- **What you are asked to do**
Pick up the Slurm job commands text where it stops and continue it.

- **Document section**
# # # # #

To see all available options for the format see man page man sacct
|
Slurm efficiency script seff
can be used after the job completes,
to find useful information about the job including the memory and CPU use and efficiency.
[user@login-x:~]$ seff -j 4322385
seff doesn’t produce accurate results for multi-node jobs. Use this command for single node jobs. |
3.3. Job Statistics
sstat
displays various running job and job steps resource utilization information.
For example, to print out a job’s average CPU time use (avecpu), average number of bytes written by all tasks
(AveDiskWrite), average number of bytes read by all tasks (AveDiskRead),
as well as the total number of tasks (ntasks) execute:
[user@login-x:~]$ sstat -j 125610 --format=jobid,avecpu,aveDiskWrite,AveDiskRead,ntasks JobID AveCPU AveDiskWrite AveDiskRead NTasks ------------ ---------- ------------ ------------ -------- 125610.batch 10-18:11:+ 139983973691 153840335902 1
3.4. Allocations
sbank
is short for "Slurm Bank".
Sbank
is used to display HPC3 user account information.
In order to run jobs on HPC3, a user must have available CPU hours.

# # # # #

- **Entries pointing to named objects**
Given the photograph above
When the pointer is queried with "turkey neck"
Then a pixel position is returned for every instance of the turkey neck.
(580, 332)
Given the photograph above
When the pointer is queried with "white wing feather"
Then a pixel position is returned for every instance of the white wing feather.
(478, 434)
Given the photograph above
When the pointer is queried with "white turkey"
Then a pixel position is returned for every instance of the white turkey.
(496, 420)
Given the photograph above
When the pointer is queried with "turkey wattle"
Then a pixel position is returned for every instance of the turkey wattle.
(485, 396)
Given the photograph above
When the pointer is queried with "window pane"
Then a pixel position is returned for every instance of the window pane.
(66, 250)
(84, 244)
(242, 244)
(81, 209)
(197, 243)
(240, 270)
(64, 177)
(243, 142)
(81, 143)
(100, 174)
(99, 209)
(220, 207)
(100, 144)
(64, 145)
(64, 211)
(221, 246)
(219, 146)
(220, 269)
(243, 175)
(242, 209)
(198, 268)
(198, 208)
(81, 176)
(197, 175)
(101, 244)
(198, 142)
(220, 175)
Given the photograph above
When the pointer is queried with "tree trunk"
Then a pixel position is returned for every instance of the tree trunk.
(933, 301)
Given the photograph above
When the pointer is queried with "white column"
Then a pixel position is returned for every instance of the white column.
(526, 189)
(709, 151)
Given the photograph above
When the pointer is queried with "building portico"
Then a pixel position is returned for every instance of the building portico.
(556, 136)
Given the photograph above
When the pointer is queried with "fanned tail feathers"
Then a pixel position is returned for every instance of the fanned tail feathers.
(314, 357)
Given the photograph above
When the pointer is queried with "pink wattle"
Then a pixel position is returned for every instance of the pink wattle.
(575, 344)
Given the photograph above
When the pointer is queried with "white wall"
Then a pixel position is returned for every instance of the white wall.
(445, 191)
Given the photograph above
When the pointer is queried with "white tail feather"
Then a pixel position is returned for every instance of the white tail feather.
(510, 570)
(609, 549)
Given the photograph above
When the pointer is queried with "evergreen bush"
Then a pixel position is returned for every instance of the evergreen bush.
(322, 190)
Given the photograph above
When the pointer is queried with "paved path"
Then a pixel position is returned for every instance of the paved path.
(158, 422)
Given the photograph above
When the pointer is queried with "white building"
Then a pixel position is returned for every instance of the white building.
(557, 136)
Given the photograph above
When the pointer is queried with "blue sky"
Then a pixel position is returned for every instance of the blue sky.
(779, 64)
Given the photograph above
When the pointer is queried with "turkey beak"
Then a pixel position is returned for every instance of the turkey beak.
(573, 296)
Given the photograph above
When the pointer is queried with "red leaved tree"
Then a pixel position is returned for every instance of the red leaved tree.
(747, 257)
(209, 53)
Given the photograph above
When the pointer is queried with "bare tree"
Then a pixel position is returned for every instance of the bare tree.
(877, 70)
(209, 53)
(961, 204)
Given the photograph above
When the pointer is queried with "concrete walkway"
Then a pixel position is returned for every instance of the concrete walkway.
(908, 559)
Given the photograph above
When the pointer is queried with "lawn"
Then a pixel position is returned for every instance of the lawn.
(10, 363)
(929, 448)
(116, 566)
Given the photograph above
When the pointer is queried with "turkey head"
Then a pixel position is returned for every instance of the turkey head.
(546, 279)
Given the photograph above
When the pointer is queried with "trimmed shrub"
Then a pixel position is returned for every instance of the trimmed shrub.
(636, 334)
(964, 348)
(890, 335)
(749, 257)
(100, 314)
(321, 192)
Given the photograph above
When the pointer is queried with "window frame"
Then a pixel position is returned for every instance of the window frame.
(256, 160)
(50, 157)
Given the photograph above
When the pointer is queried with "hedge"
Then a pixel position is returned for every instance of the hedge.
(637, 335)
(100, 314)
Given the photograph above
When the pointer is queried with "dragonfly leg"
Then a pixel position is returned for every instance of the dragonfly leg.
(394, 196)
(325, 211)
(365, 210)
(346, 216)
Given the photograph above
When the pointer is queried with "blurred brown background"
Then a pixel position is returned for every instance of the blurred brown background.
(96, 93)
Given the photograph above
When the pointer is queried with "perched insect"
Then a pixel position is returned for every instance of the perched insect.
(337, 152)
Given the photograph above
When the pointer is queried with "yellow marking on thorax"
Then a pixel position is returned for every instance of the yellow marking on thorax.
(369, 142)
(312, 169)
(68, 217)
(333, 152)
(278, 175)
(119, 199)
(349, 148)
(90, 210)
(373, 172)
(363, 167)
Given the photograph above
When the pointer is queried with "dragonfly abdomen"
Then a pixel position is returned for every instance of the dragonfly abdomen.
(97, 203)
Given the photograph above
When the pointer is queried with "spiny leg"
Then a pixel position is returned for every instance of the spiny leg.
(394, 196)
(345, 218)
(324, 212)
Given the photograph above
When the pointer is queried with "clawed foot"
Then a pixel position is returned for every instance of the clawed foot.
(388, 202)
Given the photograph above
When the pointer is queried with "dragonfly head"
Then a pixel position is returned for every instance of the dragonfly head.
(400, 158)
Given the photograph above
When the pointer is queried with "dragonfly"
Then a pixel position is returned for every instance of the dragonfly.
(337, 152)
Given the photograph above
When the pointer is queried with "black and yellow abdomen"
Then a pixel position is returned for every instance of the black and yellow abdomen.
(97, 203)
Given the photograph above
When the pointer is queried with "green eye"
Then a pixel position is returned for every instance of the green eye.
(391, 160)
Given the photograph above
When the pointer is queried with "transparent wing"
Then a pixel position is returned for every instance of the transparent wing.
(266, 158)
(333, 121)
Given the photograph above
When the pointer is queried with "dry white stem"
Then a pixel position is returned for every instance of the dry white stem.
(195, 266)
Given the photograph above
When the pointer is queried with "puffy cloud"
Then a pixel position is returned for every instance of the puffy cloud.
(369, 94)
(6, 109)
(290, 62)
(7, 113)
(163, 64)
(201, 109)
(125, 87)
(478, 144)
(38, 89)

# # # # #

- **Result of the exercise**
To check how many CPU hours are available in your personal account, run
the command with your account name:
[user@login-x:~]$ sbank balance statement -a panteater User Usage | Account Usage | Account Limit Available (CPU hrs) ---------- --------- + -------------- --------- + ------------- --------- panteater* 58 | PANTEATER 58 | 1,000 942
To check how many CPU hours are available in all accounts that you have access to and how much you used:
[user@login-x:~]$ sbank balance statement -u panteater User Usage | Account Usage | Account Limit Available (CPU hrs) User Usage | Account Usage | Account Limit Available (CPU hrs) ---------- --------- + -------------- --------- + ------------- --------- panteater* 58 | PANTEATER 58 | 1,000 942 panteater* 6,898 | PI_LAB 6,898 | 100,000 93,102
The panteater* in the output means the command was run by user panteater. The user name is not reflected in the generic prompt [user@login-x:~]$ used for these examples. |
3.5. Pending Job
Once you submit your job it should start running depending on the availability of the nodes, job priority and job resources. However, sometimes job is in PD (pending) status for a long time. Here is how to determine why.
-
Check the queue status for your jobs
[user@login-x:~]$ squeue -u panteater JOBID PARTITION NAME USER ST TIME NODES NODELIST(REASON) 1666961 standard tst1 panteater PD 0:00 1 (AssocGrpCPUMinutesLimit) 1666962 standard tst2 panteater PD 0:00 1 (AssocGrpCPUMinutesLimit)
Note, in this case the reason is AssocGrpCPUMinutesLimit which means there is not enough balance left in the account.
-
Check your account balance
[user@login-x:~]$ sbank balance statement -u panteater User Usage | Account Usage | Account Limit Available (CPU hrs) ---------- ---------- + -------------- --------- + ------------- --------- panteater * 0 | PANTEATER 0 | 1,000 1,000
The account has 1000 hours in the account.
-
Check the jobs request
[user@login-x:~]$ squeue -o "%i %u %j %C %T %L %R" -p standard -t PD -u panteater JOBID USER NAME CPUS STATE TIME_LEFT NODELIST(REASON) 1666961 panteater tst1 16 PENDING 3-00:00:00 (AssocGrpCPUMinutesLimit) 1666962 panteater tst2 16 PENDING 3-00:00:00 (AssocGrpCPUMinutesLimit)
Each jobs asks for 16 CPUs to run for 3 days which is 16 * 24 * 3 = 1152 core-hours, and is more than 1000 in the account balance.
This job will never be scheduled to run and needs to be removed from the queue.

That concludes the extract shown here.